Miracles of the Unchanging God
A new year brings new commitments. I figured what better way to start this new round of committing to some consistency in writing than with a discussion of miracles. Judging from past experience, it will indeed take God’s direct intervention if to overcome my natural inclination to distraction. More than that though, this is a continuation of the thought that spurred my last post a few months back, Hearing God. There I mentioned that the common perception today that God only talks to us directly when we really goof up shapes how I hear God.
Miracles at Bay
This was always intended to be the second half of that commentary. The same notion colors our perception of miracles. We often only approach God when we are in dire need of help. We wait until we have run out of other options. We operate under the notion that we should do everything we can ourselves first. Then, only when all natural options have failed should we make our petitions known to God.
This attitude comes out when we think or say, “Well, all I can do is pray.” It comes out when we think or say, “God must be sick of me by now.” Or perhaps we say to ourselves or others, “God’s busy taking care of all these other folks, I don’t want to bother Him with my problem.”

[Point annotation records]

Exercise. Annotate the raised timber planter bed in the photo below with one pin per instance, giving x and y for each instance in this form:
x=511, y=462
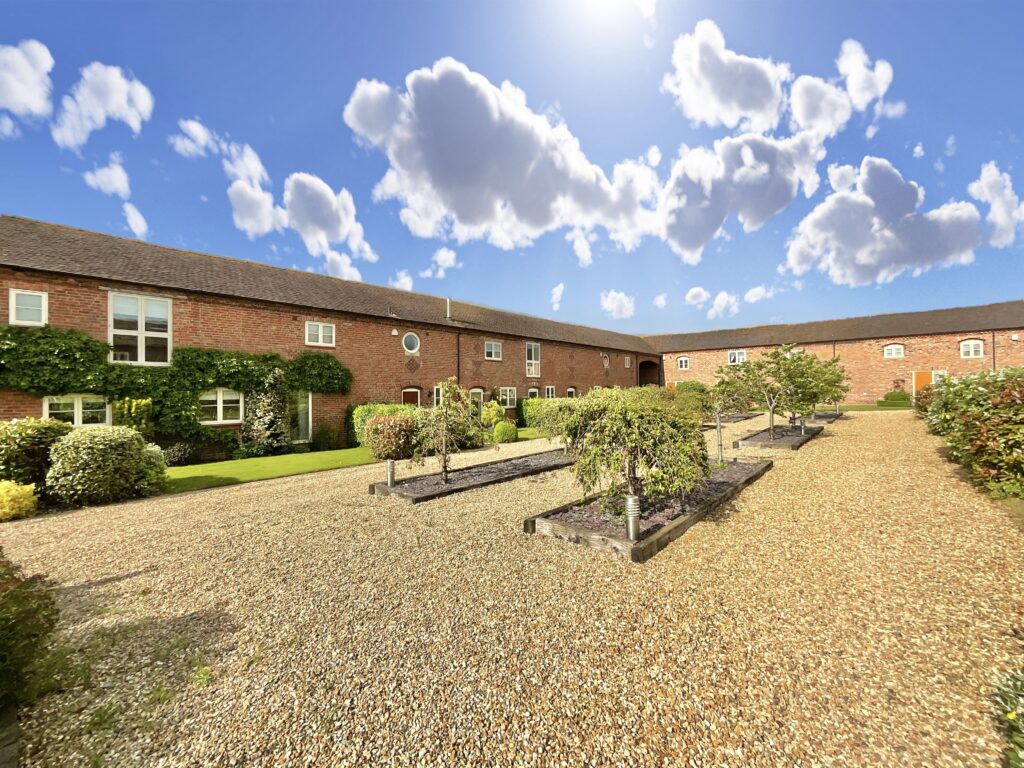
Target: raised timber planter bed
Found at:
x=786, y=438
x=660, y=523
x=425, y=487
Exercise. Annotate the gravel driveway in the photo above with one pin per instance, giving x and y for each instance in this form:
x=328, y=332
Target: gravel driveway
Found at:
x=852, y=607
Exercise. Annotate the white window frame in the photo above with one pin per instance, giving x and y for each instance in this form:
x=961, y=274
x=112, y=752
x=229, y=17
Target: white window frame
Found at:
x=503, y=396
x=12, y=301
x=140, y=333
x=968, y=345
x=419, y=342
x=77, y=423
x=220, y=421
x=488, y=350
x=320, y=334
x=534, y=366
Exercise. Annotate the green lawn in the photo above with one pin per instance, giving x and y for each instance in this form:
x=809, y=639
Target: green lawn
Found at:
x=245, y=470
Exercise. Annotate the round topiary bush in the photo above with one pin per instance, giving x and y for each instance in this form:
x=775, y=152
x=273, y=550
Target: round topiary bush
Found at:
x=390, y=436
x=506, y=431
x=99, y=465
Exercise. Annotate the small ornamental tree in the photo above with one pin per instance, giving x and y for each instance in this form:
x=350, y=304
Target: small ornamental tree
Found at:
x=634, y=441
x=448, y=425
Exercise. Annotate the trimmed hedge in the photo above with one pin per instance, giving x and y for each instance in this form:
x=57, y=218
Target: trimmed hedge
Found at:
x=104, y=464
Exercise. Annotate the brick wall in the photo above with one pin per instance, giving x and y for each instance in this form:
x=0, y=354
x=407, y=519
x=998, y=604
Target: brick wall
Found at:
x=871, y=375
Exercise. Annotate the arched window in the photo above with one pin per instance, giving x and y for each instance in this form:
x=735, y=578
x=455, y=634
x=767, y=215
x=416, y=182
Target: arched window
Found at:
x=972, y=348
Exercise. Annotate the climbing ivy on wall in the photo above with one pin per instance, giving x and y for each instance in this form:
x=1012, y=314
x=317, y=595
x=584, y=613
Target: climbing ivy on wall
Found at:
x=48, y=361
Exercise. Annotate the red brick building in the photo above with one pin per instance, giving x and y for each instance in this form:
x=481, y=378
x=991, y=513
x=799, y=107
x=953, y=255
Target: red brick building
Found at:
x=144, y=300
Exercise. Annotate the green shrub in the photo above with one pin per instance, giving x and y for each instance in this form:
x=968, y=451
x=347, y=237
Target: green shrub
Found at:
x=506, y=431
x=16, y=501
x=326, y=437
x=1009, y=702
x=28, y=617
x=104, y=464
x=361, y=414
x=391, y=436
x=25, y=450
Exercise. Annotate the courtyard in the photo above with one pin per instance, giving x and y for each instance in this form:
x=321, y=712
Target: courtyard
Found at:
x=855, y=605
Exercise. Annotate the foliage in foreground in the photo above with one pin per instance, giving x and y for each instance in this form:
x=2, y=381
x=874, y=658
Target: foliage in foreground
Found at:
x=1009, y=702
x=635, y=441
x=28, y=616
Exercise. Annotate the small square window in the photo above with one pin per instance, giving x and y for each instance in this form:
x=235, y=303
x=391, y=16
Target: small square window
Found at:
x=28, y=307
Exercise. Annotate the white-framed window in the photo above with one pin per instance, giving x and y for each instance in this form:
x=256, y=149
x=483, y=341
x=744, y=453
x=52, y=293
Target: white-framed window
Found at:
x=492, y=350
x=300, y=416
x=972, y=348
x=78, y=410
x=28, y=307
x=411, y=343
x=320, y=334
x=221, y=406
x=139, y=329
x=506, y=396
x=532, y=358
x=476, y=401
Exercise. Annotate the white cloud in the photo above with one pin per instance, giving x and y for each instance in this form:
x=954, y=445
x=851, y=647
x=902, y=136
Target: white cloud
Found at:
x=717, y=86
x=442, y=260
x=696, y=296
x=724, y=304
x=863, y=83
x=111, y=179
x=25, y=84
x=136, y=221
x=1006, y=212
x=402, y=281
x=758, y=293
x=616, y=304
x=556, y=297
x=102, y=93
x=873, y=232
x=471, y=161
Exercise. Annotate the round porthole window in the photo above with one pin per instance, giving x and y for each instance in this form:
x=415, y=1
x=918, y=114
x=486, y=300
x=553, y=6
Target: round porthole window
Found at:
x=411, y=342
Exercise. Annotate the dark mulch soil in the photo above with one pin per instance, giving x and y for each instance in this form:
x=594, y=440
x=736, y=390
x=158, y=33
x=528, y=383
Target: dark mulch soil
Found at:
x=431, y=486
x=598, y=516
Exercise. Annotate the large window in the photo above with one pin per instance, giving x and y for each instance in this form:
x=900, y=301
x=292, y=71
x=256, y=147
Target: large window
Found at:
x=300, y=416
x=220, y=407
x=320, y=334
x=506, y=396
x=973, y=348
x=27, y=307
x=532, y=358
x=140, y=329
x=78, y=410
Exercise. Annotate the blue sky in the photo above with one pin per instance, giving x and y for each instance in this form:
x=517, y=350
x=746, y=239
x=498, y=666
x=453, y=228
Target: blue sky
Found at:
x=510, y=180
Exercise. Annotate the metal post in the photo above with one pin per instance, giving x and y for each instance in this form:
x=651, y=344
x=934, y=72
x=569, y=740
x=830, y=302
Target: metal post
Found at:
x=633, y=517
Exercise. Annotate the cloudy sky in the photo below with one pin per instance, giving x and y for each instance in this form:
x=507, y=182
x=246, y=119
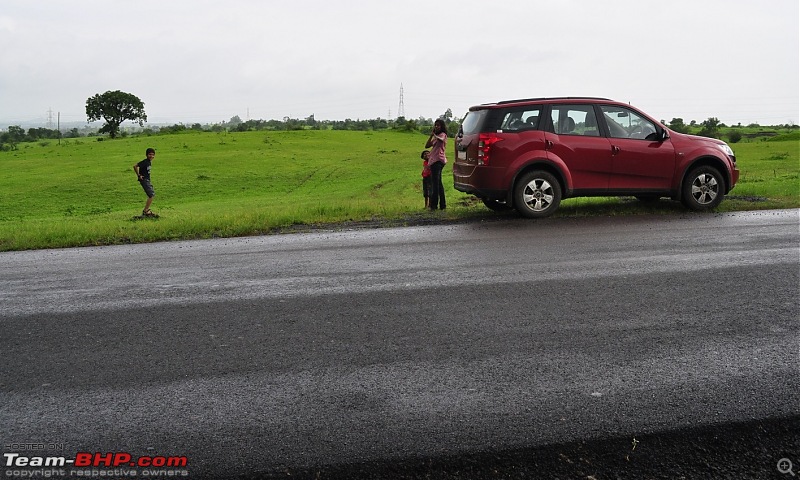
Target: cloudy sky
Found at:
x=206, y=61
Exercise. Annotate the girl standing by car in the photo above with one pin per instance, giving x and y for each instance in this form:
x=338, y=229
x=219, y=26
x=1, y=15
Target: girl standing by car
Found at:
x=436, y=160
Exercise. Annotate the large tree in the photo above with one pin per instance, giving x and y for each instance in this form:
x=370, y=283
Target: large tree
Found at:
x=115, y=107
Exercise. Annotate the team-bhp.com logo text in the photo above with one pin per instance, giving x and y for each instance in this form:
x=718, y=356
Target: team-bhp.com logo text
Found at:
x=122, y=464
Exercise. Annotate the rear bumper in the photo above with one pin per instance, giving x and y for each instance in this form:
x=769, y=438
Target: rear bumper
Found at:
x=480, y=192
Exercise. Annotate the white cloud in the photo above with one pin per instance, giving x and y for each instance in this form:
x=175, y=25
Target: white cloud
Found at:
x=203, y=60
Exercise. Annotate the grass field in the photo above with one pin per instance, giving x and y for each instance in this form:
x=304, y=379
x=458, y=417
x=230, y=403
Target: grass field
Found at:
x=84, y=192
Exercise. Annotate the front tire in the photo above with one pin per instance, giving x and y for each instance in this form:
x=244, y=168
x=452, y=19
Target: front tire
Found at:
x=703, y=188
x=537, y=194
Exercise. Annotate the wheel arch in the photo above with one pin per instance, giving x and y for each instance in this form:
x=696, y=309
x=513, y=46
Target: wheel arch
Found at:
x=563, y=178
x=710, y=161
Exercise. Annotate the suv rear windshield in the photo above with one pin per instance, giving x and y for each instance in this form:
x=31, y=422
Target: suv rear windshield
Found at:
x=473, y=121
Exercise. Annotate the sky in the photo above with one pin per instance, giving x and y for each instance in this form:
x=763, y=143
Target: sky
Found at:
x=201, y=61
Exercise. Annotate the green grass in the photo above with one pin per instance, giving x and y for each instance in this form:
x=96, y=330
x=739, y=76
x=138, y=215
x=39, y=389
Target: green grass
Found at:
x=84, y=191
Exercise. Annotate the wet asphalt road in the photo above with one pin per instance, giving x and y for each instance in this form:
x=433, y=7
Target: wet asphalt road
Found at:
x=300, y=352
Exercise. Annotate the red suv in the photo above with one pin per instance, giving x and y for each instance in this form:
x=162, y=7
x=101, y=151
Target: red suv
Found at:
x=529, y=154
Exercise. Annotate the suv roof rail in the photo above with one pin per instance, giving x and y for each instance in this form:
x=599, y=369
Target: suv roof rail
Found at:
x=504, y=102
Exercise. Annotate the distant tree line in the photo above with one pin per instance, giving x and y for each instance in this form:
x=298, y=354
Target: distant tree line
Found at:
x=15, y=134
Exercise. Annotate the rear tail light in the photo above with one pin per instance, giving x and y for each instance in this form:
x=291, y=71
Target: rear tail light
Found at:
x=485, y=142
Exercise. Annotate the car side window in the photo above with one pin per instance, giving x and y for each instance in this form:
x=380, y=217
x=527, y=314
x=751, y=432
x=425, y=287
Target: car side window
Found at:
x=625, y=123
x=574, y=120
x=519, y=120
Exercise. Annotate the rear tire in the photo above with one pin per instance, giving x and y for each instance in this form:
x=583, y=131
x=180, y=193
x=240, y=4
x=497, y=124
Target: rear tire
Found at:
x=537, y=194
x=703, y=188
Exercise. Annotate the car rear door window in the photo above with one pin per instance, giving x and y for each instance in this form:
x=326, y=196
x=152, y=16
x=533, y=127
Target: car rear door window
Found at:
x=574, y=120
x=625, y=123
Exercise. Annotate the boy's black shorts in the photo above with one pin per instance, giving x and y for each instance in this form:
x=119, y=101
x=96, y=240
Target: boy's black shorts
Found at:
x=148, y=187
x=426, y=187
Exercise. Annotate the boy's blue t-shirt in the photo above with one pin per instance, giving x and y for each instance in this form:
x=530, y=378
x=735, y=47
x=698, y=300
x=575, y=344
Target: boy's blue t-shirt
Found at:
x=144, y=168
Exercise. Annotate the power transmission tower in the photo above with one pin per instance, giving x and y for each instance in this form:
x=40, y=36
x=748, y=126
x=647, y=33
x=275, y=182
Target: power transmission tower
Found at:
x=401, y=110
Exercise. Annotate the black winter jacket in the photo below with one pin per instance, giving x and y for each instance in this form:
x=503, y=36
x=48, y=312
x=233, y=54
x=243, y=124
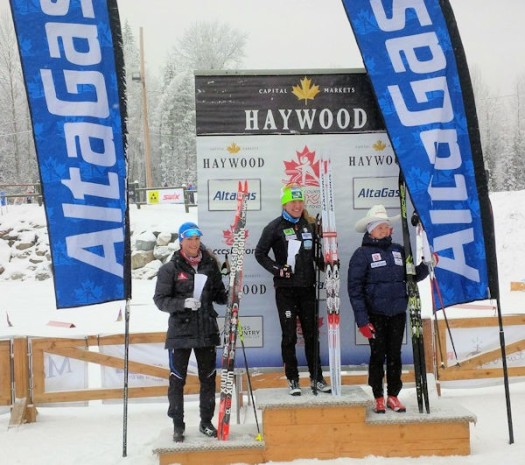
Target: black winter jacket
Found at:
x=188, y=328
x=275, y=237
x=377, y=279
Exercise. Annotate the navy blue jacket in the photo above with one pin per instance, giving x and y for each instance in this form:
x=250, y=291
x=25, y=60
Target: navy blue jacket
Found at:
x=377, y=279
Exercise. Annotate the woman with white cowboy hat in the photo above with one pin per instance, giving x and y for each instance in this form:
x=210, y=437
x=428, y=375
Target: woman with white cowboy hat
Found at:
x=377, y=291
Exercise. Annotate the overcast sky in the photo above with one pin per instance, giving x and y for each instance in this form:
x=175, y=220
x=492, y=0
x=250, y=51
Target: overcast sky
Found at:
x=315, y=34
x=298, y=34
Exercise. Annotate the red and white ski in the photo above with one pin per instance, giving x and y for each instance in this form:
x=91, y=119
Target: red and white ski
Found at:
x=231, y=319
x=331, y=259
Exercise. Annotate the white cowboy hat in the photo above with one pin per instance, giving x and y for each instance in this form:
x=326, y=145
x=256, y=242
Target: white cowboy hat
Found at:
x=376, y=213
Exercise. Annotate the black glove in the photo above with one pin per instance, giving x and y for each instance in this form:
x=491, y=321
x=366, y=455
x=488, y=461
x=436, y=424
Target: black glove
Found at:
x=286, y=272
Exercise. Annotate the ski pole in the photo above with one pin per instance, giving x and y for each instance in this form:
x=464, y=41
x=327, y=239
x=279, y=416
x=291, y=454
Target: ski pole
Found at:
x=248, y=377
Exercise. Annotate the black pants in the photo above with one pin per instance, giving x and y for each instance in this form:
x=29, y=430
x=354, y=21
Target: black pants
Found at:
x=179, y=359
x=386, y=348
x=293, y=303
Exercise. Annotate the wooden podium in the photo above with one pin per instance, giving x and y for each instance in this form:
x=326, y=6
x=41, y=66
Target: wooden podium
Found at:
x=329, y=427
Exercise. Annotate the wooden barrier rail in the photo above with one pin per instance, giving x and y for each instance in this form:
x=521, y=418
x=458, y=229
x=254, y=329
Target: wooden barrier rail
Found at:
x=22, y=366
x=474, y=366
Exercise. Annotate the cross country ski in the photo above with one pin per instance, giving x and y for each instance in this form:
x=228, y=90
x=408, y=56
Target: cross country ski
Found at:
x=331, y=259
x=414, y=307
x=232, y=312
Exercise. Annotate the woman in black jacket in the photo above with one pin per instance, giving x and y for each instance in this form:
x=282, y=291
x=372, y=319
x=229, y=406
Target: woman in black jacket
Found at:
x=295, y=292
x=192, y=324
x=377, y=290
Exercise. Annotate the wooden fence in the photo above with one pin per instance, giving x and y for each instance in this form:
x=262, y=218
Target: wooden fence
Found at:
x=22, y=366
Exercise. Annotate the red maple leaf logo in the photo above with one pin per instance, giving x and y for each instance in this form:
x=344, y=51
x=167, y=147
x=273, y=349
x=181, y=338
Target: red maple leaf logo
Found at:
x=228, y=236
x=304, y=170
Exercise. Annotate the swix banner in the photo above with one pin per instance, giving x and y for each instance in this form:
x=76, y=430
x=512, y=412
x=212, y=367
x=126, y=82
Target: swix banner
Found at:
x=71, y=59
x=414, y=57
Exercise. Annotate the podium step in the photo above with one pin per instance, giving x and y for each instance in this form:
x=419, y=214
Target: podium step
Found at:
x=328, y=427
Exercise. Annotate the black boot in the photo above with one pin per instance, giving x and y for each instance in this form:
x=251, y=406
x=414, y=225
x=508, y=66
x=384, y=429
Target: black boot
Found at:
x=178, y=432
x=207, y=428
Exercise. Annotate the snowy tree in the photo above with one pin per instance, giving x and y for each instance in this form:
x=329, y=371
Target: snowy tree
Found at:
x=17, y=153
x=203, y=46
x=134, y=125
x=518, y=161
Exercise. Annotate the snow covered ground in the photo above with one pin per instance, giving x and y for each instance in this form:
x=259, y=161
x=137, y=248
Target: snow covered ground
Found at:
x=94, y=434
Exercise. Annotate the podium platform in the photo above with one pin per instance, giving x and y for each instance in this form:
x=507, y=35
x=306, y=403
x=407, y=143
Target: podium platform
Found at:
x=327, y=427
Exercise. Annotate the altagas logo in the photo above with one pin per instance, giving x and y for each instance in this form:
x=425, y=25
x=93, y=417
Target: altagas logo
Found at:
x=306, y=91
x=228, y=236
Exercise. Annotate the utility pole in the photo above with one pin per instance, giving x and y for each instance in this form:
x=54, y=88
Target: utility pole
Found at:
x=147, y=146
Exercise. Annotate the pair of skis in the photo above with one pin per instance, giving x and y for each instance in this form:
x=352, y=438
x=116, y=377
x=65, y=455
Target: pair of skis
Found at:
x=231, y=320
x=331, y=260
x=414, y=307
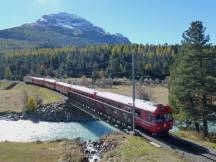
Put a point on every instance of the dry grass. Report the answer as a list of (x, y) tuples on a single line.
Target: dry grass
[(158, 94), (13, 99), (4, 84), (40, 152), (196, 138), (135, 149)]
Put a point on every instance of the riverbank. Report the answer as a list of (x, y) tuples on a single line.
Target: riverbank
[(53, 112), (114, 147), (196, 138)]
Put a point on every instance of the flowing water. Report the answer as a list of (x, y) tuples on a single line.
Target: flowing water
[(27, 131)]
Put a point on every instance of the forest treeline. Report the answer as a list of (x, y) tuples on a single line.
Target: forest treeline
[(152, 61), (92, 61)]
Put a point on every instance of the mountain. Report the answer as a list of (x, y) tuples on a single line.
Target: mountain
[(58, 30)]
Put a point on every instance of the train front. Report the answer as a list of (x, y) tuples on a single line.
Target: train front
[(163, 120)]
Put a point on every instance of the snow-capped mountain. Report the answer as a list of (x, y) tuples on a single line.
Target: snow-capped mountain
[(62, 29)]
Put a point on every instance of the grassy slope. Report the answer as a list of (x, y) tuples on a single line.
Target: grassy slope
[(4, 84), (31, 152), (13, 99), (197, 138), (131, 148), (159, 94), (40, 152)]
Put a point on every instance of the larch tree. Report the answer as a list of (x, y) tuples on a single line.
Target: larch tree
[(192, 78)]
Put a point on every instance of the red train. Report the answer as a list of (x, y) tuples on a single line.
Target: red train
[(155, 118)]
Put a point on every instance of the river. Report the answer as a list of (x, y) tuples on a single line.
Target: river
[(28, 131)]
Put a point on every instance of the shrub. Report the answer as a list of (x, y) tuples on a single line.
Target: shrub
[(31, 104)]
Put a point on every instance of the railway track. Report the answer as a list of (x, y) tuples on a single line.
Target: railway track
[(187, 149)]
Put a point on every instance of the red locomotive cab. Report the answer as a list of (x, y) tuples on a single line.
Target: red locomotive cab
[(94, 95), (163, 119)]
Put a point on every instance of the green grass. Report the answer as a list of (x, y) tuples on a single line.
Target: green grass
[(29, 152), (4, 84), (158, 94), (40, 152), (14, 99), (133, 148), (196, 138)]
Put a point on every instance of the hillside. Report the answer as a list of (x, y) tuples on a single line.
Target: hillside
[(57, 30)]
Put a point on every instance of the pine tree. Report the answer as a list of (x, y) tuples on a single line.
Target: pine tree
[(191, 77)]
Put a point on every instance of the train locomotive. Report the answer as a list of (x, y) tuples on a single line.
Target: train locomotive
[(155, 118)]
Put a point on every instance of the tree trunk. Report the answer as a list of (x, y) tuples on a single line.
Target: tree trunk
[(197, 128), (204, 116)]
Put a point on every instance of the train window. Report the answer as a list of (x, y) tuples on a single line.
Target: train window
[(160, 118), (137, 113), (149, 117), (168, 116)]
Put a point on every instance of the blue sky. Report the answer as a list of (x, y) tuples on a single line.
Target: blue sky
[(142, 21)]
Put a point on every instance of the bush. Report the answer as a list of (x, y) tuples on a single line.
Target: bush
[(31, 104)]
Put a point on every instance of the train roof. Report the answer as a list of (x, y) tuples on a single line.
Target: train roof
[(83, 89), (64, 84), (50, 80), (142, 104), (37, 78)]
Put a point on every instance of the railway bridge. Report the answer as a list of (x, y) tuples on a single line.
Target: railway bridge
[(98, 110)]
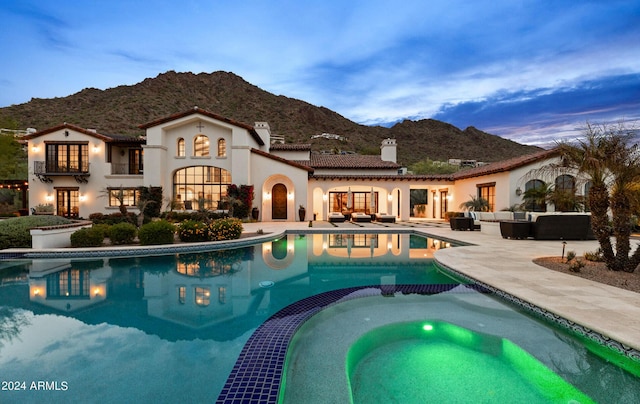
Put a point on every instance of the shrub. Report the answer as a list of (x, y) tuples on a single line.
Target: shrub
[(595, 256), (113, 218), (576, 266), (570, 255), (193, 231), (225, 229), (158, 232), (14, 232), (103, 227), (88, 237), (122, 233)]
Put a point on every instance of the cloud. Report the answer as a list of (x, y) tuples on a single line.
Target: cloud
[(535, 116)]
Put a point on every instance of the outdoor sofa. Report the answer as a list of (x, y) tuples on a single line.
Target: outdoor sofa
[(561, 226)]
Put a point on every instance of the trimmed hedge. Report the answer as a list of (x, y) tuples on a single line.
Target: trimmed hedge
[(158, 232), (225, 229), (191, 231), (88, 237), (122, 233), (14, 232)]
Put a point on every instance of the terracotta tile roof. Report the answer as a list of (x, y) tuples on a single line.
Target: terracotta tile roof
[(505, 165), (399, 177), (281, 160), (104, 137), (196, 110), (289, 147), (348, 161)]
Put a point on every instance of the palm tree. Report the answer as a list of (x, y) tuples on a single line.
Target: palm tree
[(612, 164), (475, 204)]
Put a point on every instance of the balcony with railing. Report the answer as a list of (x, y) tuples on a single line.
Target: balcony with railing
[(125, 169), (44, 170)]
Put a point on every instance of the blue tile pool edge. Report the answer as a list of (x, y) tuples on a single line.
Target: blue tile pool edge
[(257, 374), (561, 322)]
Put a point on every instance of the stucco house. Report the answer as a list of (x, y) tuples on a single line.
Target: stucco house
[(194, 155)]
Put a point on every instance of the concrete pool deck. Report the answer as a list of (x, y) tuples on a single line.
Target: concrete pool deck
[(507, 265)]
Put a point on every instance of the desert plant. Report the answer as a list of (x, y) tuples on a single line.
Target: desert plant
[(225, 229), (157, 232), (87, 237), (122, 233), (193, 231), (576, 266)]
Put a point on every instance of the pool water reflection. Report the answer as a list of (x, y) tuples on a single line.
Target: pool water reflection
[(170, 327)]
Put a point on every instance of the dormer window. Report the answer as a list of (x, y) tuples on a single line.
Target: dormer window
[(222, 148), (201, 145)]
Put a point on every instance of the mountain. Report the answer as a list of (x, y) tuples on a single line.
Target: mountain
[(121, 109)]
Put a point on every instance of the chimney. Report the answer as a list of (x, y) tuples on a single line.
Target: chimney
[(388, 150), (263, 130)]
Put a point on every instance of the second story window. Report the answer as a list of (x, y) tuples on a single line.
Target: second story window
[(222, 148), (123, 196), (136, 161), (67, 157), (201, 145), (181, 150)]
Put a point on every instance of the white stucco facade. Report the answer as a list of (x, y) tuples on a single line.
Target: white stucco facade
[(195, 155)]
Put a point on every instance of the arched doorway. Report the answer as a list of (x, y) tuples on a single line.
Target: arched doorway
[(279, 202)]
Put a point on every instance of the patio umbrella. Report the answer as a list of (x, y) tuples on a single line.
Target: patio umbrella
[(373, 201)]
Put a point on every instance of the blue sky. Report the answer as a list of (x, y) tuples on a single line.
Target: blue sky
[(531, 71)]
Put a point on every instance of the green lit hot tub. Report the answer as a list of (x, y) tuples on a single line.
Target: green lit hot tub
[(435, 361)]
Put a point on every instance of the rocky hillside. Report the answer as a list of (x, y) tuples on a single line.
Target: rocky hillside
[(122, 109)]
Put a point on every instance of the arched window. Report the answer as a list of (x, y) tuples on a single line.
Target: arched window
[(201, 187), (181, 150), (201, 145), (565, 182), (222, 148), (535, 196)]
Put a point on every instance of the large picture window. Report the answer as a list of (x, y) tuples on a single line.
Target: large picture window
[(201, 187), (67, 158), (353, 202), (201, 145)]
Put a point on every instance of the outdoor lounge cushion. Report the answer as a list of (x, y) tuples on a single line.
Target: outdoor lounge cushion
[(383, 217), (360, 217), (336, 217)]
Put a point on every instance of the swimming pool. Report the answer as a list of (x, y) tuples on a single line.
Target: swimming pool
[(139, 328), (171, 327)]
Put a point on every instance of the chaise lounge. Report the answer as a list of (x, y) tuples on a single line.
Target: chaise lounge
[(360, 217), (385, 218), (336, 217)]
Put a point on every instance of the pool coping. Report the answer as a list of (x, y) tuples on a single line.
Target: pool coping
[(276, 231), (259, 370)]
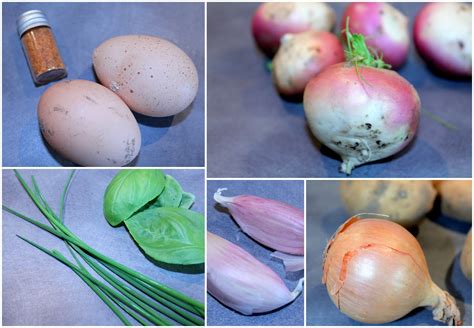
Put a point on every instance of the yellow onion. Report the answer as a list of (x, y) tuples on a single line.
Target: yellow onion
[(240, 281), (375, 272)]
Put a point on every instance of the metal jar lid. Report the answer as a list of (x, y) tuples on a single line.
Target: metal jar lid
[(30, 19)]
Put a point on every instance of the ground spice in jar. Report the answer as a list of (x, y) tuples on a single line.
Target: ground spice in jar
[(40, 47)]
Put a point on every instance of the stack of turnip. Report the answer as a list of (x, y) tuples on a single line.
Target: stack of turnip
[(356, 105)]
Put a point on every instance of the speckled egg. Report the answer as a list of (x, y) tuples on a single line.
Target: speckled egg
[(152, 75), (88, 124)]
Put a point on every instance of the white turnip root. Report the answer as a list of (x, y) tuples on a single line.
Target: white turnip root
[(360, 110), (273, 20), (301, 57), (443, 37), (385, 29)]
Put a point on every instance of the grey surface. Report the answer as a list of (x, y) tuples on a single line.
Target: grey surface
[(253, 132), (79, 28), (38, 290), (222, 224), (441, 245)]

__Short exercise__. Continue the blog post about miracles and prayer, starting right after its final sentence.

__Result of the exercise__.
Cessation of Miracles
There is another, more insidious attitude that also keeps us from coming to God for miracles. The one that whispers in our ear, “Don’t talk about how God performs miracles, because what if He doesn’t?” After all, people die, disasters happen, the world can be a painful and ugly place. If we go around talking about the miracles of God, the big, supernatural kind, rather than getting a parking space close to the store or the glimpses we catch of God in the natural world around us, we might have to try to explain things we aren’t sure how to reconcile.
Or, we might push people away from God because they will wonder why He didn’t do what they asked. Or we might give the impression that if a person didn’t get what they asked for then God isn’t. Or, a thousand other excuses we can come up with, most of them having to do with our discomfort, fear or worry, why it’s not a good idea to look for the miracles of God, and why we should be excused from seeking them. There’s even a whole school of modern theology around the idea that God is no longer in the miracle business.
I don’t know enough about the various doctrines in the world today to argue them. But, I do know what the Scripture tells us about God, and about miracles. First, Scripture tells us that God does not change. There are a lot of verses and passages that reaffirm this notion that God is eternally God. My favorite is probably James 1:17
Every good gift and every perfect gift is from above, coming down from the Father of lights with whom there is no variation or shadow due to change.
God is God. Always. There is no turning in Him. There is no changing in Him.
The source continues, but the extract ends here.